Written task: Update the entries from the line containing "pinpoint the standing" through the end of the entries, changing "woman" to "girl" and leaving everything else as it stands. Return only those lines.

Stored rows:
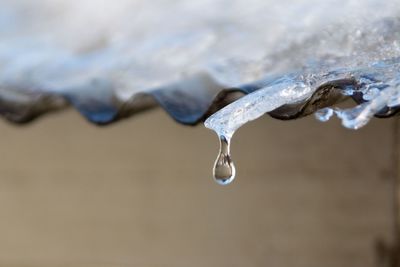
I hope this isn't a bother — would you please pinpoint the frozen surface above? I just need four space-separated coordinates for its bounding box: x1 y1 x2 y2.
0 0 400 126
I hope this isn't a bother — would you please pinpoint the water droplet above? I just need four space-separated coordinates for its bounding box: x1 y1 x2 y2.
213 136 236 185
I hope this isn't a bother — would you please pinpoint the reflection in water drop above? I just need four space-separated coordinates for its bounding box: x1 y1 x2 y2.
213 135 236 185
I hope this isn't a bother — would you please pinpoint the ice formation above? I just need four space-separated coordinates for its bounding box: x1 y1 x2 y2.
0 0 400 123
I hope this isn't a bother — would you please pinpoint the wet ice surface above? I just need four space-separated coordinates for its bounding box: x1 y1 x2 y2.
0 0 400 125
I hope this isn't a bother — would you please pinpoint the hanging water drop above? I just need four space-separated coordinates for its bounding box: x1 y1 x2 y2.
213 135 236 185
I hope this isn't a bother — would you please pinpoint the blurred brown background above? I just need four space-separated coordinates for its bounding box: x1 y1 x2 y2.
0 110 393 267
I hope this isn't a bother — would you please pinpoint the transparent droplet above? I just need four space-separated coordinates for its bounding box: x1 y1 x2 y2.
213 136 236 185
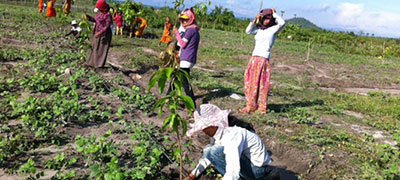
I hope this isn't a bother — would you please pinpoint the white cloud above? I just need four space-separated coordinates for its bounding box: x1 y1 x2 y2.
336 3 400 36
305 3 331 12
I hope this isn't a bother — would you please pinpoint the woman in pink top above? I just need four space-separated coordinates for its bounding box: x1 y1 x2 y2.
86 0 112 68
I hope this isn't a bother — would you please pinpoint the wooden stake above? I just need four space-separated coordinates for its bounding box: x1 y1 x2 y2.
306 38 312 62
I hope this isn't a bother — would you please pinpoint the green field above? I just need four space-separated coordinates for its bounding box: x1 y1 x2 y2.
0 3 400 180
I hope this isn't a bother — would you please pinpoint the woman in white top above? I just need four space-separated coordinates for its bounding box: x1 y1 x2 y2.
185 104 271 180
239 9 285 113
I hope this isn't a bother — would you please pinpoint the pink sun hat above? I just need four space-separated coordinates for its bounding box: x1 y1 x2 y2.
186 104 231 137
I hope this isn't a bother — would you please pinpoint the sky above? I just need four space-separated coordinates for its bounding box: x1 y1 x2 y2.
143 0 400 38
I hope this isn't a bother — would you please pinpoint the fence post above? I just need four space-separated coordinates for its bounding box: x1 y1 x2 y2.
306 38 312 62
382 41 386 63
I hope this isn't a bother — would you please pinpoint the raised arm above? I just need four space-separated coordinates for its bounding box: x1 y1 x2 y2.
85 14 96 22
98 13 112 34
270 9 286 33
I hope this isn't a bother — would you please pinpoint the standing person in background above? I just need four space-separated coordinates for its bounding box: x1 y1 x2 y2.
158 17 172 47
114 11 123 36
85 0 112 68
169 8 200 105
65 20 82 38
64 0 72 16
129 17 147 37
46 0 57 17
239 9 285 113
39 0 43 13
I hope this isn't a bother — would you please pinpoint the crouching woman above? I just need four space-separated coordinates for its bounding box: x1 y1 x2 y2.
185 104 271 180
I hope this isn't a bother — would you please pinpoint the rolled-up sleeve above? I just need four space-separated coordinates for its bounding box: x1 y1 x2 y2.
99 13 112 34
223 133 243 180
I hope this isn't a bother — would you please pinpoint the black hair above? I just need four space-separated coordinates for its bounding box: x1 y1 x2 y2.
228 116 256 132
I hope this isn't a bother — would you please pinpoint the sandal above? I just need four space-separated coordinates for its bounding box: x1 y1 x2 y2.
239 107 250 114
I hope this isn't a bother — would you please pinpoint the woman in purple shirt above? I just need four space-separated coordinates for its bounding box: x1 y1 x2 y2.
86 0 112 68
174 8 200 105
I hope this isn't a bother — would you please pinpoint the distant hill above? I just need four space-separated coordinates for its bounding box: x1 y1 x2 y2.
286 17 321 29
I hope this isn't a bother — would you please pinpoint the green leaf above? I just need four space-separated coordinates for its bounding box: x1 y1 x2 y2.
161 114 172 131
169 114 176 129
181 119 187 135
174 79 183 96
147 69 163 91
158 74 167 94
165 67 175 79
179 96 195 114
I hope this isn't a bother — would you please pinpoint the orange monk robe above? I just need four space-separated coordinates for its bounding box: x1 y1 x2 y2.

Exercise output:
I hope this isn't a bother — would you please pinpoint the standing person in background above? I just need four space-separated coordinates for its bounding box: x1 y1 x2 y2.
158 17 172 47
114 11 123 36
85 0 112 68
169 8 200 105
65 20 82 38
64 0 72 16
129 17 147 37
46 0 57 17
239 9 285 113
39 0 43 13
I hope this isn't a bother — would you please pinpoint the crouching girl above? I just need four space-separated coordinates for its bounding box: x1 y1 x2 y2.
185 104 271 180
I hope this isn't a bother — would you please pinpoint the rolled-up sleeve above? I just need four space-separated coordinates for its bounding box: x1 y1 x2 y2.
99 13 112 34
223 133 243 180
I hope this isn't a bother — would you please pinpoint the black hair above? I just need four space-separated coordinates for its bounding box: x1 y1 x2 y2.
228 116 256 132
I hope this isn't a bother — would you please pinpoint the sandal above? I just need four space-separated coordinates for its bounding box: x1 y1 x2 y2.
239 107 250 114
I hope this isn't a bother — would you please pinpoint the girl in purple shirt above? I just need four space-separated coordinates for its bounding box: x1 y1 x2 y2.
86 0 112 68
174 8 200 105
I hope this isn't a bother — would you please pinpoint the distant hill above? I just need four space-separated coordinates for its bounding box: x1 y1 x2 y2.
286 17 321 29
I hope this isn't a bother — would you please pinpoint the green leaf above? I just need four space-separated coordinates for its bounding box: x1 y1 x2 y2.
161 114 172 131
169 114 176 129
181 119 187 135
174 79 183 96
147 69 163 91
158 74 167 94
165 67 175 79
179 96 195 114
I hope this isn't a bother — would you please pinpoint the orange monk robe above? I just need four space-separated coordinates for its bounding box: x1 y1 x2 y2.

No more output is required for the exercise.